= OBJECTIVE A =
Answer these questions about the script summary below, one answer per line, marked the same way:
(i) Which browser does record.py use to open snapshot pages?
(ii) On which platforms does publish.py publish recordings?
(iii) Which option must the publisher script be started with before approve.py can be used?

Below is a summary of the Python scripts located in the source directory. The first three scripts are the most important ones as they handle the metadata collection, the screen recording, and the video publishing. These were designed to either run forever or only a set number of times. Pass the -h command line argument to learn how to use each script.

  • scout.py: traverses web pages archived by the Wayback Machine (snapshots) and collects metadata from their content and from the CDX API. The scout script prioritizes pages that were manually added by the user through the configuration file as well as pages whose parent snapshot contains specific words and plugin media.

  • record.py: records the previously scouted snapshots on a set schedule by opening their pages in Firefox and scrolling through them at a set pace. If the recorder script detects that any plugins crashed or that the page was redirected while capturing the screen, the recording is aborted. This script is inherently unsafe since it relies on web plugins (e.g. Flash, Shockwave, Java, etc).

  • publish.py: publishes the previously recorded snapshots on Twitter, Mastodon, Tumblr, and Bluesky on a set schedule. The publisher script uploads the recordings and generates posts with the web page's title, its date, and a link to its Wayback Machine capture.

  • approve.py: approves recordings for publishing. This process is optional and can only be done if the publisher script was started with the require_approval option enabled.

  • enqueue.py: adds a Wayback Machine snapshot to the queue with a given priority. This can be used to scout, record, or publish any existing or new snapshots as soon as possible.

= OBJECTIVE B =
Give the lines of the records as a JSON list of strings, one string per line and no blank lines, starting with the line containing "seg: orange sky" and running through the end of the records.

= RAW DATA =
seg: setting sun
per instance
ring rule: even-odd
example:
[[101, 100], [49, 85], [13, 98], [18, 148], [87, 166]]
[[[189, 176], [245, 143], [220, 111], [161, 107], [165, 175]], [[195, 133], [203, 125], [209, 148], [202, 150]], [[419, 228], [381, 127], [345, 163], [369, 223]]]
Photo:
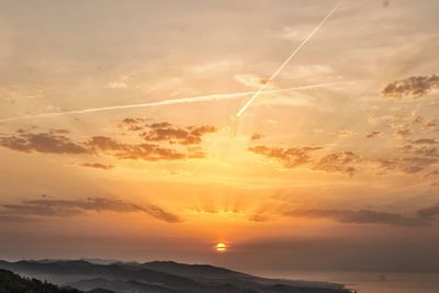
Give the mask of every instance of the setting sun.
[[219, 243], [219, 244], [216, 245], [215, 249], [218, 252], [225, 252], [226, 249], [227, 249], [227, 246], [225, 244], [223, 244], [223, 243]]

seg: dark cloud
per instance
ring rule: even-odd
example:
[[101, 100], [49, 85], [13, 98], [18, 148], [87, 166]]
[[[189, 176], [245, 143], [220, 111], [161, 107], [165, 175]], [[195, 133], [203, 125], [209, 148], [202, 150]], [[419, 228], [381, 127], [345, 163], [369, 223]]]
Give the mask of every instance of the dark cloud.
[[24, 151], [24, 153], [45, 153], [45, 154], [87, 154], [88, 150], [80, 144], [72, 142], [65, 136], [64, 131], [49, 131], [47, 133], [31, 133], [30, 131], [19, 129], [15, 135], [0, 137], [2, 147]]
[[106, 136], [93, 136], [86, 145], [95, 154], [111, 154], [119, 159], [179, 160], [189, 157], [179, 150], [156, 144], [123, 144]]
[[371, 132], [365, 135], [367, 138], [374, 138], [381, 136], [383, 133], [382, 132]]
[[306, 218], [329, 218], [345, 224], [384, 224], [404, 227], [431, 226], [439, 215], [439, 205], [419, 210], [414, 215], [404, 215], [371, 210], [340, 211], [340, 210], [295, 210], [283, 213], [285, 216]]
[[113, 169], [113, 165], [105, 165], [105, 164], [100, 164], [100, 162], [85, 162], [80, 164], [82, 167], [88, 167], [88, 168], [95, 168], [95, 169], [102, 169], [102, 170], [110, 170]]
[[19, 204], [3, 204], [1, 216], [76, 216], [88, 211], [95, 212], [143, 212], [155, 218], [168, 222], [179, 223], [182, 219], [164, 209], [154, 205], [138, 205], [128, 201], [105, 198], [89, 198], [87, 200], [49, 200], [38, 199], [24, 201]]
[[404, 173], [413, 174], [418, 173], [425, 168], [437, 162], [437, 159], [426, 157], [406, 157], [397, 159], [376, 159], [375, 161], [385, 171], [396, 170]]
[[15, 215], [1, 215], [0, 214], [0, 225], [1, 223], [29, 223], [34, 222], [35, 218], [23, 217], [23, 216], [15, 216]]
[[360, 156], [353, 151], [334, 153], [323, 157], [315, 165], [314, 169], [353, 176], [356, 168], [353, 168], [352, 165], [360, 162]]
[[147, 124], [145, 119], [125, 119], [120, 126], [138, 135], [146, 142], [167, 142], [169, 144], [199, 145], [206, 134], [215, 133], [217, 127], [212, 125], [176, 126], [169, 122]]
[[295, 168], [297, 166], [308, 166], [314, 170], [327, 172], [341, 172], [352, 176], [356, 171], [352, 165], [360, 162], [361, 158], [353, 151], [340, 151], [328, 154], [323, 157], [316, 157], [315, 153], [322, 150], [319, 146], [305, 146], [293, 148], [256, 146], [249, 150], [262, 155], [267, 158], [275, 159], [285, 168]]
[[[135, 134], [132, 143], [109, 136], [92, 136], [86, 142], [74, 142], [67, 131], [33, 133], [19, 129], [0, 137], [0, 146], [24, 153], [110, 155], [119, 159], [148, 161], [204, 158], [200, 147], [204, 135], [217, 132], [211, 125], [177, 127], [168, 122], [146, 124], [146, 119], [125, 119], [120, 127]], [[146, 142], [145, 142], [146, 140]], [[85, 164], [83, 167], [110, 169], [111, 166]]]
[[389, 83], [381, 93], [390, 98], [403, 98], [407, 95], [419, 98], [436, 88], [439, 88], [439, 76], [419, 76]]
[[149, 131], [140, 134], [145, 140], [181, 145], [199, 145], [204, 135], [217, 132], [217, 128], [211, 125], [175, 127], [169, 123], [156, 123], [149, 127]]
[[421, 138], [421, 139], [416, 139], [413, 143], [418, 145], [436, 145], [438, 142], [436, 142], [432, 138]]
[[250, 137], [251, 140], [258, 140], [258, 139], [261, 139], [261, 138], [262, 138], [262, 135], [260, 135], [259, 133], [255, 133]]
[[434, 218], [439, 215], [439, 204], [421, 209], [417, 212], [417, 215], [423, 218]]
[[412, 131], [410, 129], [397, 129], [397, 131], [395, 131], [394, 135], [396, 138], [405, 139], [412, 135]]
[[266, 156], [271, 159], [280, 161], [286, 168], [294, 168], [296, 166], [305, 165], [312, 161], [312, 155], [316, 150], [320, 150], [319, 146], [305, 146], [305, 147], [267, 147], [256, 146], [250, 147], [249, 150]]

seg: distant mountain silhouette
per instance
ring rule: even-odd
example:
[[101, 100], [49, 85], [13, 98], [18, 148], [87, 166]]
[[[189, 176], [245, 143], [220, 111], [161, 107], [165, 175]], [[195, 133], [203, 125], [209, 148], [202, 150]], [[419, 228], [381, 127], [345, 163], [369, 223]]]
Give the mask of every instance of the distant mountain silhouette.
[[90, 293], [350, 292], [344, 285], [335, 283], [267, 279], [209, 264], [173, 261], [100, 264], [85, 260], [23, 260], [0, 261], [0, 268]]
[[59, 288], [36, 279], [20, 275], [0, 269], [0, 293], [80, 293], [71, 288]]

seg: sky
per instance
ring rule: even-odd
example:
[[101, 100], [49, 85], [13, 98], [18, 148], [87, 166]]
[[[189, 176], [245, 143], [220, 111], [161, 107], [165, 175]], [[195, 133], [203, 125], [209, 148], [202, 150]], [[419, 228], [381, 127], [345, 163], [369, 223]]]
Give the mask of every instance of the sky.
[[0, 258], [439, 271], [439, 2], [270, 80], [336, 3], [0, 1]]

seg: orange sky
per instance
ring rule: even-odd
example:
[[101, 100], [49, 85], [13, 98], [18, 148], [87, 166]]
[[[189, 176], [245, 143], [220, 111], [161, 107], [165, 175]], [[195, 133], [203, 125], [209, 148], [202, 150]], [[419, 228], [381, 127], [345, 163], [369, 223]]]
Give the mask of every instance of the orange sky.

= PROBLEM SOLUTION A =
(i) Firefox
(ii) Twitter, Mastodon, Tumblr, and Bluesky
(iii) require_approval

= PROBLEM SOLUTION B =
[
  "seg: orange sky",
  "per instance",
  "ring rule: even-odd",
  "example:",
  "[[101, 100], [49, 85], [13, 98], [18, 148], [87, 166]]",
  "[[[189, 176], [245, 143], [220, 111], [161, 107], [165, 175]], [[195, 133], [203, 125], [209, 148], [202, 150]], [[419, 228], [381, 127], [345, 163], [369, 223]]]",
  "Give the mask of every instance of the orange sky."
]